Текстовый фрагмент
Как-то раз в клубе Rocco случилась небольшая потасовка: компании местных блатных не понравился паренек-студент с серьгой в ухе. Но вмешалась охрана, и конфликт быстро погасили.

Это был 1996 год, когда в российской провинции за сережку в ухе мужчину запросто могли избить. А в Иркутске, например, даже девять лет спустя в центре города, средь бела дня зарезали парня за… мелированную челку!

— Хотите выяснять отношения, идите на улицу, — посоветовал блатным Сергей, которому тут же доложили о случившемся. Это были завсегдатаи заведения, и они, естественно, знали хозяина клуба.

— А чего вы к нему пристали? — спросил он их, когда те немного успокоились.

— Да пидор он.

— Почему пидор? — не понял Сергей. — Он что-то сделал?

— У него сережка в ухе.

— Да-а, — протянул Клементьев, — это серьезно, — но блатные уловили в его голосе иронию.

Исходный материал
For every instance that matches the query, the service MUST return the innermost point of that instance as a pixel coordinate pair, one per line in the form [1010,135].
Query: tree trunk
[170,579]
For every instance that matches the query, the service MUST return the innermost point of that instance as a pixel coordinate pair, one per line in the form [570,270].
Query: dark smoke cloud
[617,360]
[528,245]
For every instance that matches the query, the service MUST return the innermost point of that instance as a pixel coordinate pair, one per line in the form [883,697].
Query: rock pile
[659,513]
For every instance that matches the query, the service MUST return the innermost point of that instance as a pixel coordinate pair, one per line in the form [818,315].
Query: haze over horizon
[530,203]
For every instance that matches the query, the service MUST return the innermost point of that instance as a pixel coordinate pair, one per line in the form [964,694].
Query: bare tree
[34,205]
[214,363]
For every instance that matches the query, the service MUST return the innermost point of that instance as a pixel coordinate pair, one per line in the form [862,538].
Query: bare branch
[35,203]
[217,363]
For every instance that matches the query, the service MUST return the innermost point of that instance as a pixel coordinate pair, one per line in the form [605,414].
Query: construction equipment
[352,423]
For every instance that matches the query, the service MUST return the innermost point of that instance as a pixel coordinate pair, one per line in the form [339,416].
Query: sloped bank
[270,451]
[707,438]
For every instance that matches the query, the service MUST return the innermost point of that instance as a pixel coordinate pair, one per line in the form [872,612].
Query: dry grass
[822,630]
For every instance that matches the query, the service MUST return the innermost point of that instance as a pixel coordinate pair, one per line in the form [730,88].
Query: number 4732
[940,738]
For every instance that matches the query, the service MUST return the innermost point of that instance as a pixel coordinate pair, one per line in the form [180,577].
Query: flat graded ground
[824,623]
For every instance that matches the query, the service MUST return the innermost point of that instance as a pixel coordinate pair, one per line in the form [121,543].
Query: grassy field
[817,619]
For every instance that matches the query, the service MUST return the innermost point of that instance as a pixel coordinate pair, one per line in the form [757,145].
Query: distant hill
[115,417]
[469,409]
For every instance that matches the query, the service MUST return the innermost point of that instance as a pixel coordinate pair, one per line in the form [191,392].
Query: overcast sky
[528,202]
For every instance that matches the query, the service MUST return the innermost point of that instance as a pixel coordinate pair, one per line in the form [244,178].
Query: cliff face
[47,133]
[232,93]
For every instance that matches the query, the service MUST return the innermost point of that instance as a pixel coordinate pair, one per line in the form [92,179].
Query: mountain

Задание A
Перепишите отрывок из рассказа о стычке в клубе от «Как-то раз в» до «за… мелированную челку!», поменяв «охрана» на «администрация».
Задание B
Допишите рассказ о стычке в клубе Rocco, продолжив его сразу после последней приведённой фразы.

Ожидаемый ответ A
Как-то раз в клубе Rocco случилась небольшая потасовка: компании местных блатных не понравился паренек-студент с серьгой в ухе. Но вмешалась администрация, и конфликт быстро погасили.

Это был 1996 год, когда в российской провинции за сережку в ухе мужчину запросто могли избить. А в Иркутске, например, даже девять лет спустя в центре города, средь бела дня зарезали парня за… мелированную челку!

Ожидаемый ответ B
— А ты считаешь, этого не достаточно?

— Я лично ничего не считаю, но думаю, не все с вами согласятся, — ответил Сергей. — Ну, а если за него кто-то вступится? Представим. И назначит стрелку. Пойдете?

— Пойдем. А чего не пойти? — парни заржали. — Только кто за такого пидора вступиться?

— Ну, предположим. И пригласит для разрешения спора какого-нибудь вора.

— Ну и что? Пусть.

— А если пригласит вора из-за границы? Авторитетного какого-нибудь? Согласитесь?

— Откуда из-за границы? — парни переглянулись, не понимая, куда клонит Клементьев.

— Да хоть откуда! Из Англии, например. Вы же грузинских воров признаете? А Грузия — это тоже сейчас заграница.

— Ну, если он авторитетный…

— Конечно, авторитетный. Вот меня недавно на Кипре с одним англичанином познакомили. Он отсидел у себя больше двадцати лет за ограбление банка. И до этого банки брал. А на Кипр его отправила братва отдохнуть после отсидки. Вот такого бы признали?

— Ну, такого, наверное, да…

— Так вот он, — улыбнулся Сергей — вряд ли бы решил, что вы были правы с этим пацаном.

— Почему это?

— А вы смотрели «Пулю» с Микки Рурком? Рурк играет там чувака, отсидевшего восемь лет за грабеж магазина…

— Я смотрел, — ответил один из блатных. — Клёвый фильм.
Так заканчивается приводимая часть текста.